■ Data provided
━━━━━━━━

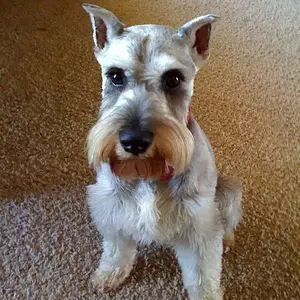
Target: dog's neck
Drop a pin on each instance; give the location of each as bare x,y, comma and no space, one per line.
171,172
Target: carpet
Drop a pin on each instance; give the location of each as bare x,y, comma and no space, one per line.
246,99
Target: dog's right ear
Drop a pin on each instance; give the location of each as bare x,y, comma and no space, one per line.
104,23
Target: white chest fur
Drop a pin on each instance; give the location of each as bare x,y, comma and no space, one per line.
144,216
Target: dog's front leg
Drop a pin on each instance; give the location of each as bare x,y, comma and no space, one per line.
201,267
116,262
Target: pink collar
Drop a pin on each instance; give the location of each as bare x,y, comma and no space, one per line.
171,171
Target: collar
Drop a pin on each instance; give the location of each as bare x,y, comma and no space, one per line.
170,170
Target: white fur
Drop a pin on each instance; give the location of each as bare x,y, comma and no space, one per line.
145,218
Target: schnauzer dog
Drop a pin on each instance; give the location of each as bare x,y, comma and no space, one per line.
156,175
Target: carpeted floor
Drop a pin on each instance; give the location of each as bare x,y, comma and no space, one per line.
247,100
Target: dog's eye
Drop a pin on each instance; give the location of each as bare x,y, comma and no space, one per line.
116,76
172,79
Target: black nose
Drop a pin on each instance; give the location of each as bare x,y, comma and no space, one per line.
135,141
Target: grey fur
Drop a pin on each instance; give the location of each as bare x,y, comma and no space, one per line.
192,211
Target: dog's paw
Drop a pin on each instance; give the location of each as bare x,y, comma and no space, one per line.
110,278
228,242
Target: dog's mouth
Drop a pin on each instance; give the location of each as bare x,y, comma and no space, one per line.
151,168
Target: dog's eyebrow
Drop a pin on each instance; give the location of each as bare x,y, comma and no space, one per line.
164,62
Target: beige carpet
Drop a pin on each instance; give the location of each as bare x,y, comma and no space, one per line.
247,100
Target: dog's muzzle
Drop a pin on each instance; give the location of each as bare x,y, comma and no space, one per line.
135,140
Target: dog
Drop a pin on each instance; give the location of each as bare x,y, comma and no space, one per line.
156,175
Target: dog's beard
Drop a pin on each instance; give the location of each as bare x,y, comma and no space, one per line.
173,145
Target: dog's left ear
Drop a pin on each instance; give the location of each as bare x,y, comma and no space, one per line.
197,33
105,25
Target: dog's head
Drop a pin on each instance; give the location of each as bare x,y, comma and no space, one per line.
147,73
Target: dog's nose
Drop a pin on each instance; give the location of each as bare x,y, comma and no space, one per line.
135,141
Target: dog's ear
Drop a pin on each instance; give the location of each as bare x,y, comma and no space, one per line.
105,25
197,33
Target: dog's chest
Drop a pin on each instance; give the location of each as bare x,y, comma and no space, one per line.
147,215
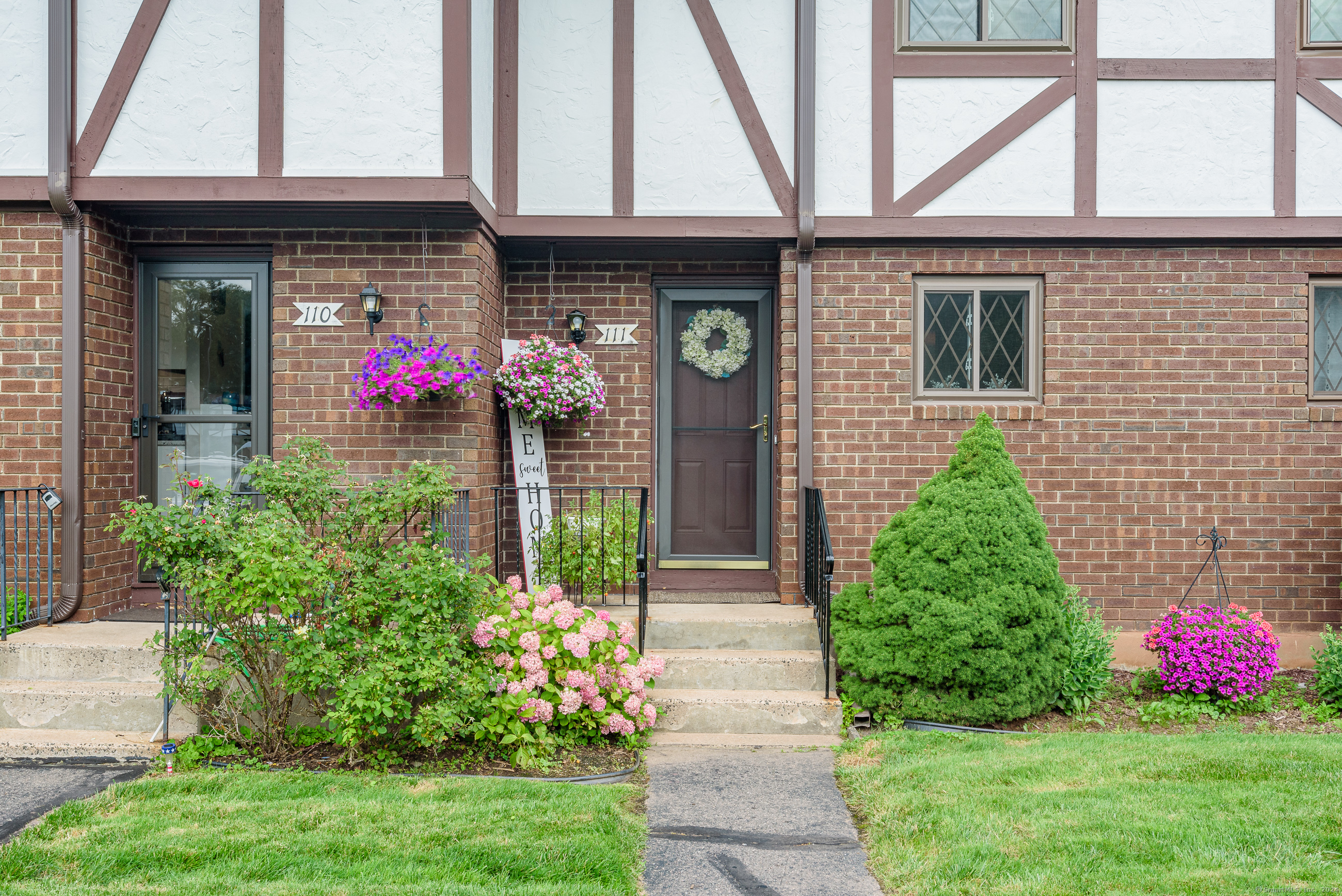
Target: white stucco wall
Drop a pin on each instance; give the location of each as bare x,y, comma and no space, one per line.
936,118
1187,28
23,88
1179,148
843,108
193,109
482,97
564,108
1032,175
690,153
363,88
761,37
102,27
1318,158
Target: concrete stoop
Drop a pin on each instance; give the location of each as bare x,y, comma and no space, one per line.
741,675
79,690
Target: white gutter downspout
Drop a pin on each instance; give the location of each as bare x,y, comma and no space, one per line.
806,239
59,145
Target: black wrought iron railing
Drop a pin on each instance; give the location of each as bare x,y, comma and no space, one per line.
819,569
27,549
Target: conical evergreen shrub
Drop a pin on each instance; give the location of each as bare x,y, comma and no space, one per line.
964,617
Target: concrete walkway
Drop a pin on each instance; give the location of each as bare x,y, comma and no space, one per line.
766,823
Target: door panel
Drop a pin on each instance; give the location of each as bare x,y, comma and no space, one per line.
714,469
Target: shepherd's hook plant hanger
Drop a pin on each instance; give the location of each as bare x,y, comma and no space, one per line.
1223,590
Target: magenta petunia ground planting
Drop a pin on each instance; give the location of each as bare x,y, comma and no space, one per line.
408,372
563,671
548,382
1227,653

━━━━━━━━

■ Exercise objective
Output all the lines of the rows above as a Markdown table with columns No. and Line, numbering each line under No. and putting its text under Line. Skip blank lines and omit the pictures.

■ The output
| No. | Line |
|---|---|
| 1 | Target: dog's neck |
| 2 | Drop a pin on each instance; give the location of each as bare x,y, comma and no space, one per line. |
| 3 | 171,172 |
| 4 | Target: carpet |
| 5 | Drop a pin on each instance; give the location of each as bare x,y, comma and no space, one per line. |
| 6 | 246,99 |
| 7 | Target: dog's right ear |
| 8 | Drop a pin on each instance; give the location of each as bare x,y, comma and no space, one per line. |
| 9 | 104,23 |
| 10 | Target: white chest fur |
| 11 | Drop a pin on each instance; give the location of each as bare x,y, comma and no space, one per line. |
| 12 | 144,216 |
| 13 | Target: dog's front leg |
| 14 | Drop a pin on each instance; give the location of each as bare x,y, comma and no space, one per line. |
| 15 | 201,267 |
| 16 | 116,262 |
| 17 | Target: pink collar |
| 18 | Drop a pin on each instance; give the location of each as bare x,y, comma and no space, one per line. |
| 19 | 171,171 |
| 20 | Target: collar |
| 21 | Drop a pin on each instance; give the location of each as bare x,y, comma and no space, one per line. |
| 22 | 170,170 |
| 23 | Target: white fur |
| 24 | Drop a pin on each instance; give the location of each as bare x,y, comma and no space, one per line. |
| 25 | 145,218 |
| 26 | Target: schnauzer dog |
| 27 | Drop a pin on each instance; give the location of each as bare x,y, comma and no space, one per line. |
| 28 | 156,175 |
| 29 | Target: carpeted floor |
| 30 | Drop a pin on each instance; give the location of each as bare x,y, comma and no space, one per line. |
| 31 | 247,100 |
| 32 | Target: dog's eye |
| 33 | Drop a pin on each instance; give the location of each as bare x,y, comma and no space, one per line. |
| 34 | 116,76 |
| 35 | 172,79 |
| 36 | Target: black nose |
| 37 | Drop a pin on each instance; give the location of each as bare x,y, comma and no space, one per line. |
| 38 | 135,141 |
| 39 | Target: grey fur |
| 40 | Drop a pin on each instance; give the location of each as bare x,y, comma and no space, one per line. |
| 41 | 192,211 |
| 42 | Target: dog's paw |
| 43 | Drop a pin on each instance; give the location of each as bare x,y, comma and no space, one per line. |
| 44 | 110,278 |
| 45 | 228,242 |
| 46 | Target: dog's mouth |
| 47 | Drop a pin on each instance; give the location of each as bare x,y, comma and no space, one per line. |
| 48 | 151,168 |
| 49 | Target: dog's eyebrow |
| 50 | Drop a pin on each instance; give the location of each as bare x,y, comma and no space, one per line. |
| 51 | 164,62 |
| 52 | Target: beige carpet |
| 53 | Drop a pin on each instance; give the location of each as bare x,y, comma and no space, one per line. |
| 54 | 247,100 |
| 55 | Target: dog's muzzle |
| 56 | Drop a pin on each instance; give the location of each as bare x,y, comma and no space, one per line. |
| 57 | 135,140 |
| 58 | Target: dog |
| 59 | Drop a pin on each instance; give the location of each as bare x,y, comma and no space, one per line. |
| 60 | 156,175 |
| 61 | Target: dog's beard |
| 62 | Drop a pin on each instance; give the location of each as bare x,y, comma and no space, one per line. |
| 63 | 173,145 |
| 64 | Target: dog's left ear |
| 65 | Drop a pin on each instance; give the location of each as bare x,y, comma and no space, one per line. |
| 66 | 197,33 |
| 67 | 105,25 |
| 68 | Target: dog's head |
| 69 | Drop a pin on each instance; give the location of each as bare x,y, comma and no space, one per line. |
| 70 | 147,73 |
| 71 | Target: dog's nose |
| 72 | Drop a pin on each instance; give the location of each as bare x,y, comma and no space, one per line. |
| 73 | 135,141 |
| 74 | Target: dog's ear |
| 75 | Drop a pin on each instance; give the location of each as bare x,y, comma and no space, one per line. |
| 76 | 105,25 |
| 77 | 197,33 |
| 78 | Target: dog's chest |
| 79 | Drop a pin on each instance; give the location of each as bare x,y, comma and no space, one per line. |
| 80 | 147,215 |
| 81 | Target: white stucco wall |
| 82 | Drop a pin on each instance; give the location of each as bare x,y, comma and no space, one per line. |
| 83 | 936,118 |
| 84 | 1187,28 |
| 85 | 23,88 |
| 86 | 1179,148 |
| 87 | 843,108 |
| 88 | 193,109 |
| 89 | 482,97 |
| 90 | 564,108 |
| 91 | 1032,175 |
| 92 | 690,153 |
| 93 | 363,88 |
| 94 | 761,37 |
| 95 | 102,27 |
| 96 | 1318,158 |
| 97 | Target: concrete stoop |
| 98 | Drop a pin on each instance; give the location of each as bare x,y, comma and no space, one per line. |
| 99 | 741,675 |
| 100 | 79,690 |
| 101 | Target: white gutter downspout |
| 102 | Drop a pin on each instance; give the location of each as bare x,y, comma and no space, one per line. |
| 103 | 806,239 |
| 104 | 59,145 |
| 105 | Target: black wrought iron railing |
| 106 | Drop a pin on each instance; give the location of each as bare x,y, comma and no space, one per line. |
| 107 | 819,569 |
| 108 | 27,549 |
| 109 | Target: conical evergreen shrub |
| 110 | Drop a pin on each instance; give the location of each as bare x,y, comma and no space, one per line. |
| 111 | 964,617 |
| 112 | Target: concrete walkway |
| 113 | Drop a pin on each instance; give the location of each as bare x,y, comma and no space, one per line. |
| 114 | 766,823 |
| 115 | Target: door panel |
| 116 | Drop a pin on each instance; give the location of each as bare x,y, comma and no space, one per line. |
| 117 | 714,469 |
| 118 | Target: shepherd's hook plant hanger |
| 119 | Drop a pin on each instance; give the location of each as bare x,y, comma and no space, one per line. |
| 120 | 1223,590 |
| 121 | Target: magenta petunia ground planting |
| 122 | Drop a pin on each instance; give the location of each as bare x,y, comma and no space, one per line. |
| 123 | 408,372 |
| 124 | 563,671 |
| 125 | 548,382 |
| 126 | 1227,653 |